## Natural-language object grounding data
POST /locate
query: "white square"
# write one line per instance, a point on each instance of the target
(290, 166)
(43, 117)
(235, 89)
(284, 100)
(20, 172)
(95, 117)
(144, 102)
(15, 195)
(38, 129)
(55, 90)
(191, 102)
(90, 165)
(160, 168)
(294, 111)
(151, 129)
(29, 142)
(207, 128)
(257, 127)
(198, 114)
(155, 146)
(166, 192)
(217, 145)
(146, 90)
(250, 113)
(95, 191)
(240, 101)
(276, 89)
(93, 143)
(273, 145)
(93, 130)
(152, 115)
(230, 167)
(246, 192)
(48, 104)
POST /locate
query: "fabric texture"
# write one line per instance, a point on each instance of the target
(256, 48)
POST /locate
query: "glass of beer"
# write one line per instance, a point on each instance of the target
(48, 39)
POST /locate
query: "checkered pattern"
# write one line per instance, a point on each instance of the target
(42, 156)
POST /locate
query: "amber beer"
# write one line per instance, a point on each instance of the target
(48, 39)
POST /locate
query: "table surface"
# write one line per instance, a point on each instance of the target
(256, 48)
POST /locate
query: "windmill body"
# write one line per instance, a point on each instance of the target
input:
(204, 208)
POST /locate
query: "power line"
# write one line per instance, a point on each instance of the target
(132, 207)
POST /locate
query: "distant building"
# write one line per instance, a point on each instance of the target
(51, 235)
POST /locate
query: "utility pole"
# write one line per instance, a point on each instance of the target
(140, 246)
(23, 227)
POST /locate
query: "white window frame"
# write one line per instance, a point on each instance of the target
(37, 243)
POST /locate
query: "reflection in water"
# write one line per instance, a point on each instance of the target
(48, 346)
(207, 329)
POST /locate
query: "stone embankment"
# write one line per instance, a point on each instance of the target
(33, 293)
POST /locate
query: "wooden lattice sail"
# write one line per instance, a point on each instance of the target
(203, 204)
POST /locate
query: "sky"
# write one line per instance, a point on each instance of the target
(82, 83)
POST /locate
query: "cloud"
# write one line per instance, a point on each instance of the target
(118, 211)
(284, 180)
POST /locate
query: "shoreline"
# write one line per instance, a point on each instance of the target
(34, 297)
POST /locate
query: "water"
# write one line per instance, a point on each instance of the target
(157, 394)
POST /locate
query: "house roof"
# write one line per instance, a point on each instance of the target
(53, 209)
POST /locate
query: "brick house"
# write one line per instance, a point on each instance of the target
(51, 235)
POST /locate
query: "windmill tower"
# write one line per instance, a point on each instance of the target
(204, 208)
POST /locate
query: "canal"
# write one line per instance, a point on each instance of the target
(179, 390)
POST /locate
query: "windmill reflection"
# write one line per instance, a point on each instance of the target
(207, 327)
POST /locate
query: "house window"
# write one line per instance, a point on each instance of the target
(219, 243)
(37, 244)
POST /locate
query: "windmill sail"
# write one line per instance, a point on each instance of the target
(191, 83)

## Exercise goal
Line by line, copy the data above.

## Solution for this problem
POST /locate
query: "white square"
# write one line per instance, a point on each instance of the target
(290, 166)
(43, 117)
(235, 89)
(284, 100)
(20, 172)
(95, 117)
(144, 102)
(15, 195)
(38, 129)
(55, 90)
(191, 102)
(90, 165)
(160, 168)
(294, 111)
(151, 129)
(29, 142)
(207, 128)
(257, 127)
(198, 114)
(155, 146)
(166, 192)
(217, 145)
(146, 90)
(250, 113)
(95, 191)
(240, 101)
(276, 89)
(93, 143)
(273, 145)
(93, 130)
(152, 115)
(230, 167)
(246, 192)
(48, 104)
POST /locate
query: "fabric texture"
# write one line per instance, a point on each instance of the target
(256, 48)
POST /locate
query: "glass of beer"
# write one line per instance, a point on each instance of the target
(48, 39)
POST /locate
query: "checkered pattern"
# write one line per instance, a point on each instance of the target
(42, 156)
POST /locate
query: "amber beer"
# write one line per instance, a point on each instance of the target
(48, 39)
POST /locate
query: "table surface"
# write one line per instance, a point on each instance of the target
(256, 48)
POST /locate
query: "windmill body"
# write one line per instance, a point on each instance of the target
input:
(204, 208)
POST /locate
query: "power line"
# write one line per instance, a point on each instance of the target
(132, 207)
POST /locate
query: "distant building"
# write one line per instance, a point on each instance of the target
(51, 235)
POST /locate
query: "utility pole"
# write one line per instance, a point on each instance of the target
(140, 246)
(23, 227)
POST /locate
query: "white window frame"
# write one line per instance, a point on each instance of the target
(37, 243)
POST /locate
query: "reflection in water"
# write one line per instance, a point on each instance of the target
(48, 346)
(207, 329)
POST /locate
query: "stone embankment"
# write one line per instance, a point on each instance of the target
(33, 293)
POST /locate
query: "wooden lattice sail"
# write one line per instance, a point on each instance of the target
(203, 204)
POST /locate
query: "sky"
# write one line per instance, a point on each instance of the target
(82, 83)
POST /locate
query: "cloud"
# write one line per instance, a point on each instance of the target
(118, 211)
(284, 180)
POST /locate
query: "shoreline"
# write one line per instance, a point on each instance of the target
(34, 297)
POST /locate
query: "water"
# write one line per instance, a point on each instance of the target
(157, 394)
POST /locate
query: "house roof"
# write one line per instance, a point on each instance of the target
(53, 209)
POST /locate
query: "brick house"
# write one line per instance, a point on each instance of the target
(51, 235)
POST /locate
query: "windmill tower"
# write one line per instance, a point on each instance of the target
(204, 208)
POST /locate
query: "canal"
# write one line per instance, a point on each instance of the target
(179, 390)
POST /locate
query: "windmill reflection"
# write one line per instance, a point on each instance of the target
(207, 327)
POST /locate
query: "house window"
# write one line per instance, a point on each instance of the target
(219, 243)
(37, 244)
POST /locate
query: "windmill sail"
# write one line per instance, a point on each instance of the target
(191, 83)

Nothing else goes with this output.